◆ **PROBLEM DESCRIPTION**: Please update the data below by replacing "photo" with "image" everywhere it appears, changing nothing else. Leave out the pictures when you write the lines again.
##############################
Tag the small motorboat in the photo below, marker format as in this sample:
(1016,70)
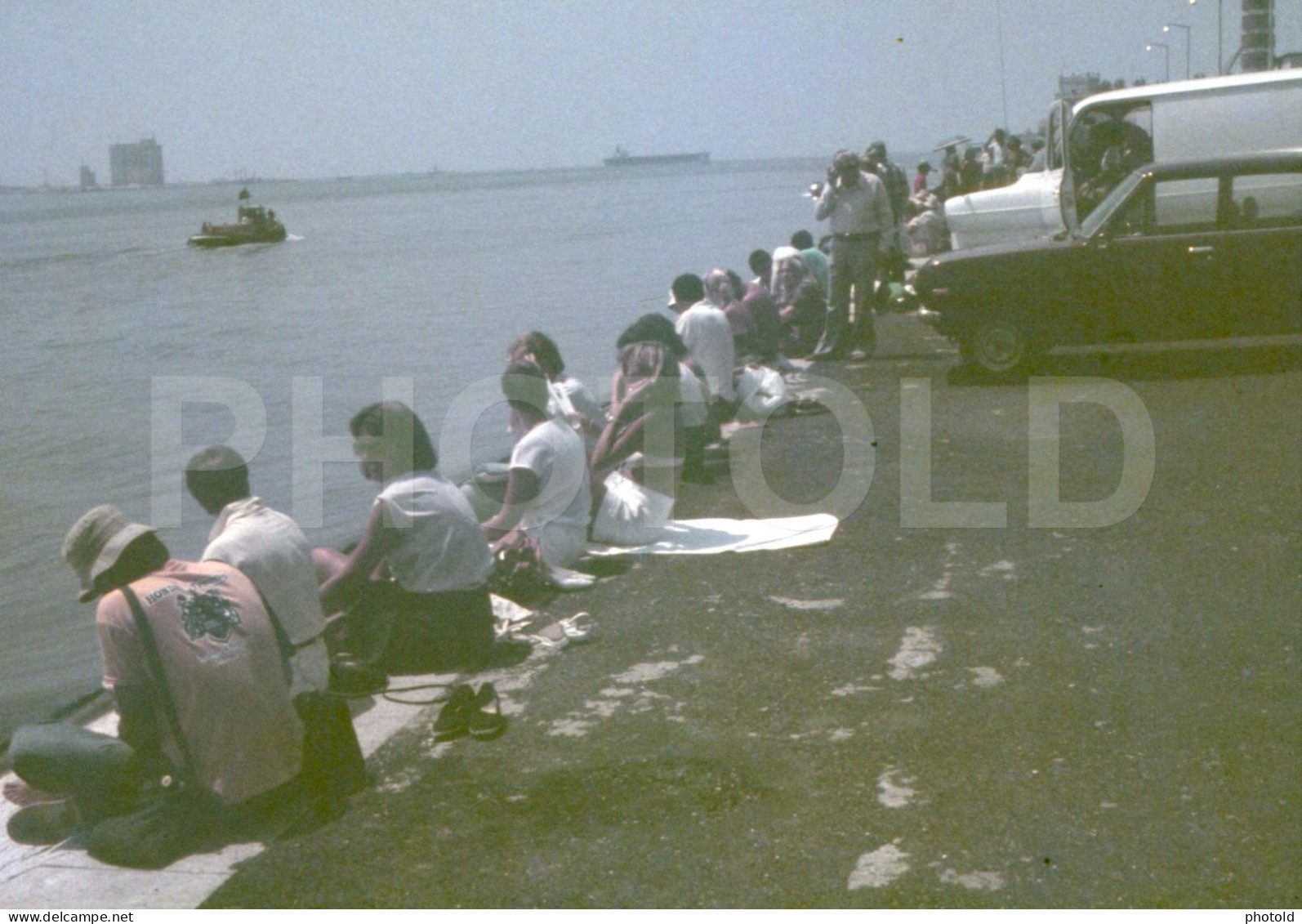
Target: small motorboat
(254,224)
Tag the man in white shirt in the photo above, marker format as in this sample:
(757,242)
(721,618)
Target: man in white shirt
(857,210)
(270,548)
(705,331)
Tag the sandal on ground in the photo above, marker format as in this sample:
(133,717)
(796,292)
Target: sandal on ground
(44,823)
(453,719)
(578,627)
(22,794)
(484,725)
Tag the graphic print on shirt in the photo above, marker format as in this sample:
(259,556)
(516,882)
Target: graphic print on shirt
(207,614)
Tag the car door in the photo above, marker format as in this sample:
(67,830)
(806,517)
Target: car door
(1162,252)
(1262,252)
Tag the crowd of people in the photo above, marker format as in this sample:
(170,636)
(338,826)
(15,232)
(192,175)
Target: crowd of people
(230,672)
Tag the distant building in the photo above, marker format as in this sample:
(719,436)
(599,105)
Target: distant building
(1074,87)
(140,164)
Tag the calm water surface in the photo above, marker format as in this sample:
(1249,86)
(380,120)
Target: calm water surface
(422,279)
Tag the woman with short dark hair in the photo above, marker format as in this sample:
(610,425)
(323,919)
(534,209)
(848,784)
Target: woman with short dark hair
(413,592)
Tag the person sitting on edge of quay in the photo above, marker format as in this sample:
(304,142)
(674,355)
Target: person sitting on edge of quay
(760,263)
(207,734)
(705,331)
(548,498)
(801,302)
(815,261)
(413,594)
(756,328)
(271,551)
(858,211)
(638,456)
(693,399)
(570,400)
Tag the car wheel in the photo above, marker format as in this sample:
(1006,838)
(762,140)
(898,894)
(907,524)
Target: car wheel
(1000,345)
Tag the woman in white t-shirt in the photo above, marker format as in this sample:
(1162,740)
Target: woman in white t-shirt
(568,397)
(547,489)
(413,592)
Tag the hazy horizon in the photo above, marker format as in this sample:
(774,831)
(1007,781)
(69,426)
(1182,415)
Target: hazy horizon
(304,90)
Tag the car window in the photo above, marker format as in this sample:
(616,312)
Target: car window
(1121,217)
(1267,201)
(1185,206)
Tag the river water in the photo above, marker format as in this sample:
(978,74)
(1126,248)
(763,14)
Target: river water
(124,350)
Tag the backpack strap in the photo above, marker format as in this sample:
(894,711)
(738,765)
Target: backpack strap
(155,665)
##############################
◆ **EXERCISE ANSWER**:
Tag the small motorboat in the image below, marker format as in this sample:
(1016,70)
Target: small motorboat
(254,224)
Tag the man in white shirt in the image above, marker format as in this sample:
(757,242)
(721,618)
Target: man in white shirt
(857,210)
(270,548)
(705,331)
Tag the sandal on ground in the image above, marker format as in this sample:
(133,717)
(796,292)
Target: sandal on ground
(44,823)
(453,719)
(578,627)
(22,794)
(484,725)
Tag the graphic print on shirt in the image above, marker format as in this sample:
(259,556)
(516,882)
Target: graphic print on shirt
(207,614)
Tag the car door in the image above, marker format as in this sample:
(67,830)
(806,517)
Target: car door
(1162,252)
(1262,252)
Tag the crowd of people in the image above, marker format as in this sample:
(170,636)
(338,826)
(15,232)
(192,175)
Target: crowd of people
(230,672)
Tag the distant building in the image above, marker format as in this sample:
(719,436)
(599,105)
Target: distant building
(1074,87)
(140,164)
Tag the calm water surface in the image above, marker format as in this sample:
(1249,86)
(380,120)
Target: calm water surface
(422,279)
Tag the woman with short dark hair in the image above, marker format as in this sample:
(610,425)
(323,919)
(534,209)
(848,784)
Target: woman with short dark hair
(413,592)
Tag the person sitting on edge of quay in the image above, marker format as in this sample:
(304,142)
(674,355)
Target: person sitting on edge of quay
(760,263)
(207,734)
(705,331)
(548,498)
(801,302)
(815,261)
(413,594)
(756,328)
(271,551)
(858,211)
(638,456)
(693,399)
(570,400)
Tag the car wheel in the image above, marker format as in this sample:
(1006,838)
(762,140)
(898,894)
(907,524)
Target: car wheel
(1000,345)
Tag the woman in white t-shirt in the image above, marker format as in this sample:
(1162,740)
Target: woman in white t-shirt
(568,397)
(547,489)
(413,592)
Tag the hazy horizon in the image above, marker format as in this sample:
(774,831)
(1007,781)
(69,426)
(1182,415)
Target: hazy horizon
(304,90)
Tag the car window in the image above, marker format as in this sample:
(616,312)
Target: car window
(1121,217)
(1267,201)
(1185,206)
Tag the river water in the image above, marker format as in this sample:
(978,74)
(1126,248)
(763,14)
Target: river water
(124,350)
Tag the backpack strap in the image above, marker format as in this sample:
(894,711)
(738,765)
Target: backpack strap
(155,665)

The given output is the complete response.